* **Aim of the task**
Repeat verbatim the lines of the data below, beginning with the line containing "in case lid" and continuing to the end.

* **Listed entries**
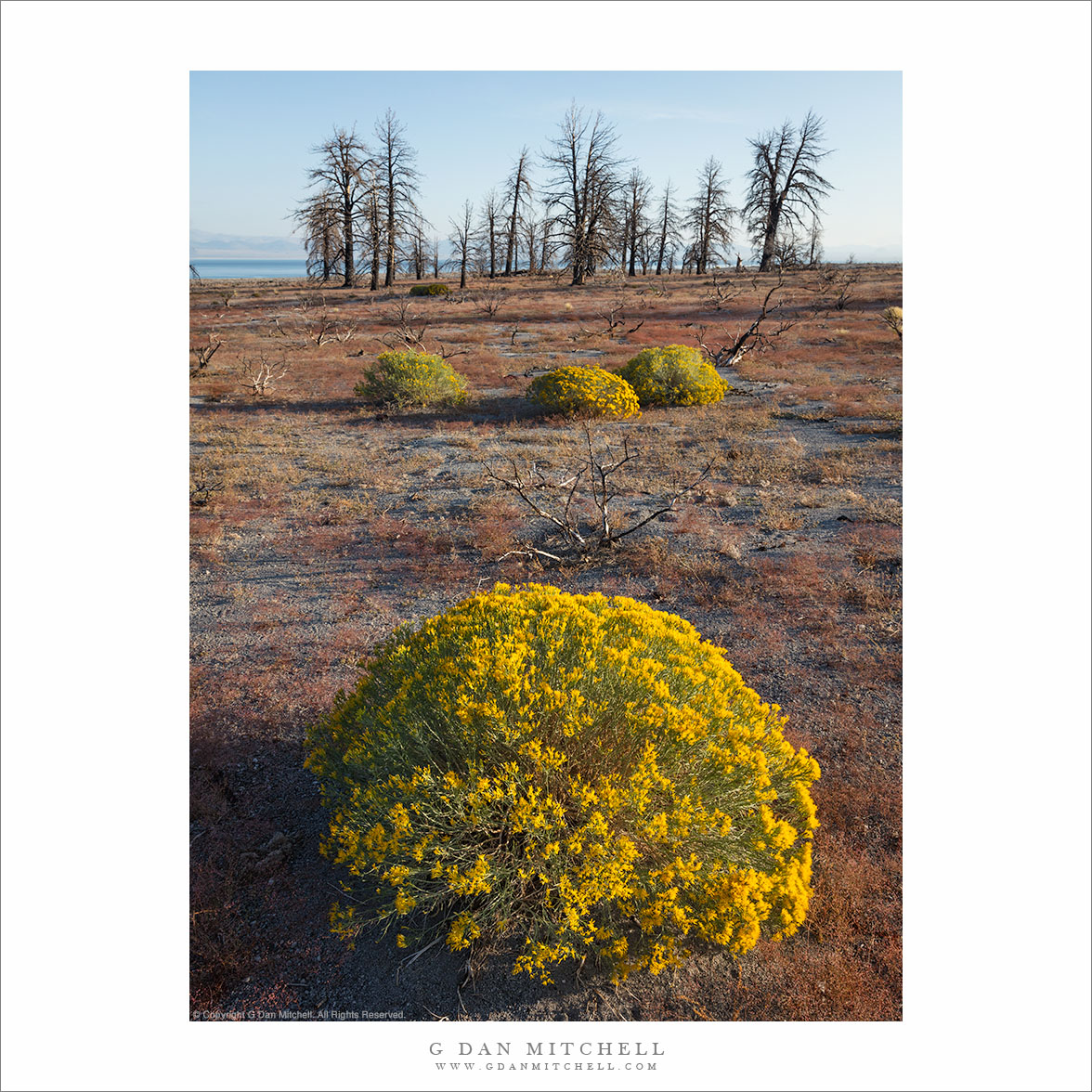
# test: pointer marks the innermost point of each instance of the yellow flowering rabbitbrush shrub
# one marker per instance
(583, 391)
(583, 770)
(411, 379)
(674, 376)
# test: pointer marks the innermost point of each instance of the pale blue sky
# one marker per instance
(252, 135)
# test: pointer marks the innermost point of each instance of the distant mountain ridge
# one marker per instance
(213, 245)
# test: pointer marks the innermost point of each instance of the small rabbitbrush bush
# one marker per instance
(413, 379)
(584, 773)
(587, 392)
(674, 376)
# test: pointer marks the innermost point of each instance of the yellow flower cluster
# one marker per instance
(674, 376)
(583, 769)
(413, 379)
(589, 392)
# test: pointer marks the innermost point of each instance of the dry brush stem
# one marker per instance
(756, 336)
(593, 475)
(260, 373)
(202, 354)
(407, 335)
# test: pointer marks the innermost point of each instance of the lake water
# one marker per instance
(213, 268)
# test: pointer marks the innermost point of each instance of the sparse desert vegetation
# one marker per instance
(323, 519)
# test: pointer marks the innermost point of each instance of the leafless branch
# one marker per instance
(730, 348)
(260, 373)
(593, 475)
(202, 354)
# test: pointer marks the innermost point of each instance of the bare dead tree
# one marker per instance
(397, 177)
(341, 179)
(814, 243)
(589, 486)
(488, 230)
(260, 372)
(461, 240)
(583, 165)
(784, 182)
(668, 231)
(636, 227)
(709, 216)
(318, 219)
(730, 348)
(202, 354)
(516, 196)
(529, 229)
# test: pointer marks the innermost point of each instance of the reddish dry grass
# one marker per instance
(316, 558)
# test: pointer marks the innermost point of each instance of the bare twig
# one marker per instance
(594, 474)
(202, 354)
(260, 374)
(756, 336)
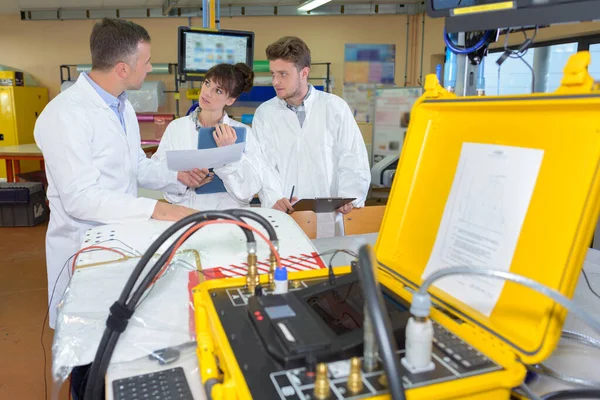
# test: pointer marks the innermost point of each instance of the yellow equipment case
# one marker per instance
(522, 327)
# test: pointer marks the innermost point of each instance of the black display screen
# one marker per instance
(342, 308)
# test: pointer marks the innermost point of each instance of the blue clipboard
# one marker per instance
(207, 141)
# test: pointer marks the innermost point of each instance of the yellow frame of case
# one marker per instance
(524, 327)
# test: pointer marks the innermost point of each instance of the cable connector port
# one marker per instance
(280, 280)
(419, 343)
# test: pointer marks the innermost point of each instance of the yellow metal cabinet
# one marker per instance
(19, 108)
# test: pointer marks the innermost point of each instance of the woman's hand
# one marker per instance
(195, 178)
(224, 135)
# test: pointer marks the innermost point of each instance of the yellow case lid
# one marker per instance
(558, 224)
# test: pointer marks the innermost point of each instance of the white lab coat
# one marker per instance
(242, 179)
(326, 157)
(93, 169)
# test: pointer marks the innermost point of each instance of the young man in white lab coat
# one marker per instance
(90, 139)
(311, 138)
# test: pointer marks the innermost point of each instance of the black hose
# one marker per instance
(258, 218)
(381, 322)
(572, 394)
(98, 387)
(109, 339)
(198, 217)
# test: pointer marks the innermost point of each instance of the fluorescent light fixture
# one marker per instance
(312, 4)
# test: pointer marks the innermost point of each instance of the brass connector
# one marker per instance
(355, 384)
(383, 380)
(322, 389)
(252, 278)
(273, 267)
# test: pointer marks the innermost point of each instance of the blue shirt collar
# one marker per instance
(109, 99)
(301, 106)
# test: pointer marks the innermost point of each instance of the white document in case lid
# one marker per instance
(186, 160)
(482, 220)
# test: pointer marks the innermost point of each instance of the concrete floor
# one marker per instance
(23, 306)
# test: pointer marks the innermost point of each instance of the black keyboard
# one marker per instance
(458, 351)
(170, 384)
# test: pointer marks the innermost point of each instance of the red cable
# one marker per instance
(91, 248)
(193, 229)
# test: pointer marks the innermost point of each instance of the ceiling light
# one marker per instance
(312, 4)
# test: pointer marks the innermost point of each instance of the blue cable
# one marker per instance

* **Problem solution**
# test: pointer marks the innermost point of each instance of the white document in case lid
# one marker per instance
(186, 160)
(482, 220)
# test: pointer marks the innermost point of each instance of the concrete floor
# one marker per instance
(23, 306)
# test: pointer marks the innermost point of each instance of the black keyboard
# one marker per instance
(458, 351)
(170, 384)
# test: pointer marks the innermost point of each instance of the red cable
# one marker per instance
(91, 248)
(193, 229)
# test: pointer marks the innermost point of each instance of the ceiling light
# one marker per instance
(312, 4)
# test: pointer marks the innermost point of each instance of the blue cable
# one marker per instance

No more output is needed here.